(Rows from a dataset)

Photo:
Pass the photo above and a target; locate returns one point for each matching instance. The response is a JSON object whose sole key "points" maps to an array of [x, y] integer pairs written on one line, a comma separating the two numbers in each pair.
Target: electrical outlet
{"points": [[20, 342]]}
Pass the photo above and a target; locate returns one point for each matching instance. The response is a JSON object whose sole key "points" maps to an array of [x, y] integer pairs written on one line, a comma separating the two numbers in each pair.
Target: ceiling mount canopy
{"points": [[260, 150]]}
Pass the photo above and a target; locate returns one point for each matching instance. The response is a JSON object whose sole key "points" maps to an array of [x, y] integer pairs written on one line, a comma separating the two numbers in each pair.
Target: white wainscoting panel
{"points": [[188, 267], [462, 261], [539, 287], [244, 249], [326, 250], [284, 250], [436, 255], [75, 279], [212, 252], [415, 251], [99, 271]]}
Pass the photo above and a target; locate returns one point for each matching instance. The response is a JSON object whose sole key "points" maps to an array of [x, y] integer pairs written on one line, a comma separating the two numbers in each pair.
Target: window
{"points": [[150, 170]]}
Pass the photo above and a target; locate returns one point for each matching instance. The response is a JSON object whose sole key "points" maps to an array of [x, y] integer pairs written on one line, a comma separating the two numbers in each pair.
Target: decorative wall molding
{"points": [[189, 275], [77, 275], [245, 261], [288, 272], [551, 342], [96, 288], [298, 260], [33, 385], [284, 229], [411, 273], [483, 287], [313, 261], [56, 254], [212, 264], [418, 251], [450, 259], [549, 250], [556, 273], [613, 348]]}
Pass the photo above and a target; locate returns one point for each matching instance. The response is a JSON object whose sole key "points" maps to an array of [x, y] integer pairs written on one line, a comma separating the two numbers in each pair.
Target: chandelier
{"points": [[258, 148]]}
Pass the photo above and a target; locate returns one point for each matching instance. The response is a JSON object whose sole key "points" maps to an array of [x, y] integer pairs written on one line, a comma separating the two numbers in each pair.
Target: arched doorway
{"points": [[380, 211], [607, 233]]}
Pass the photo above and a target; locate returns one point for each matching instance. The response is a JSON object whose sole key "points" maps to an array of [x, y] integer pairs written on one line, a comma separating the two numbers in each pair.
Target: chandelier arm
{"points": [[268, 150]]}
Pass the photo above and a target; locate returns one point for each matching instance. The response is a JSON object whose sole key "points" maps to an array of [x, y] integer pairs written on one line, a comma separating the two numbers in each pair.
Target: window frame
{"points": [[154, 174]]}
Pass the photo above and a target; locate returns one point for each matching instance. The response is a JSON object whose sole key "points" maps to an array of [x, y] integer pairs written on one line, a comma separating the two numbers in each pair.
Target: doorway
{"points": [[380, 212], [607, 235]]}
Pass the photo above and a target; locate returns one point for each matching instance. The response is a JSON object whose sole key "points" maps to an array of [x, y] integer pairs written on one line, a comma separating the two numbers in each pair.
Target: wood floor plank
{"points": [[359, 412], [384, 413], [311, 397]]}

- What is asked: Reproduce the records above exactly.

- Output for this exercise:
Photo:
Pass the photo above and a target; locate returns one point for each matching instance. The response is a JSON object whose sole key "points" maps to an array of [x, y] integer pairs written on one line, a comma separating the two numbers in each pair.
Target: electrical outlet
{"points": [[20, 342]]}
Pass the photo above and a target; locate returns one point for each matching instance. The response is a JSON object whose sole key "points" maps to an array of [x, y] integer pairs written on one line, a comma separating the two numbers in each pair.
Target: ceiling mount canopy
{"points": [[260, 150]]}
Pass the photo above and a target; locate returns one point for each matching instance. The response is a JSON object whose sole key "points" maps to an array of [x, y] integer pairs written on one line, a comma separating the two numbers in each pair.
Target: white wainscoting panel
{"points": [[188, 267], [462, 261], [539, 287], [244, 249], [326, 250], [284, 250], [436, 255], [75, 279], [212, 252], [415, 251], [99, 271]]}
Pass the photo above and a target; locate returns one point for each matching instance. The response is a JSON object whose sole key "points" maps to an array of [x, y] integer pairs written on one line, a comma separating the two numbers in each pair.
Target: window
{"points": [[150, 170]]}
Pass the photo above and a target; locate returns one point for each matching instance. The response is a JSON object whose sole key "points" maps to an array of [x, y] integer pairs written on one line, a comma separating the two numbers in each pair.
Target: decorative wall molding
{"points": [[189, 275], [77, 275], [245, 261], [288, 272], [551, 342], [96, 288], [298, 260], [33, 385], [284, 229], [411, 273], [483, 287], [313, 261], [56, 254], [212, 264], [418, 251], [450, 259], [549, 250], [556, 273], [613, 348]]}
Pass the photo above and a target; locate returns one point for each matching instance. The response is a JSON object whose sole key "points" maps to an array of [x, y] integer pairs written on one line, a comma separating the two numbers in each pair.
Target: chandelier
{"points": [[258, 148]]}
Pass the photo above and a target; locate returns one point for each matching instance. The response is a JSON object whose sole key "points" maps to an array of [x, y] integer pairs written on one line, a comma separating the two numbers in each pair.
Target: arched doorway
{"points": [[380, 211], [607, 233]]}
Pass the photo above and a target; locate returns one point for each matching instance. The response is a JSON object whose sole key "points" maps to an array of [x, y] integer pairs written on one line, a comma separating the two numbers in each pair.
Target: chandelier arm
{"points": [[268, 150]]}
Pass the photo above and a target; locate returns one point for each matching instance. The response is a JSON object whose sole key "points" maps to an array of [x, y] integer pairs written on one line, a comma separating the two numbers in each pair.
Target: window frame
{"points": [[154, 174]]}
Pass the photo above and a target; locate returns one point for each matching instance. The response is a JSON object whose sole key "points" maps to an array of [x, y] integer pairs written on one line, a comma separating the two numbers in each pair.
Target: doorway
{"points": [[380, 212], [607, 235]]}
Pass the photo above and a target; locate returns one point for each matching instance. The response is a JSON object whose sole key "points" maps to an array of [x, y] integer pairs written on one line, a comma separating the two numbers in each pair.
Target: wood floor plank
{"points": [[359, 412], [384, 413], [311, 397]]}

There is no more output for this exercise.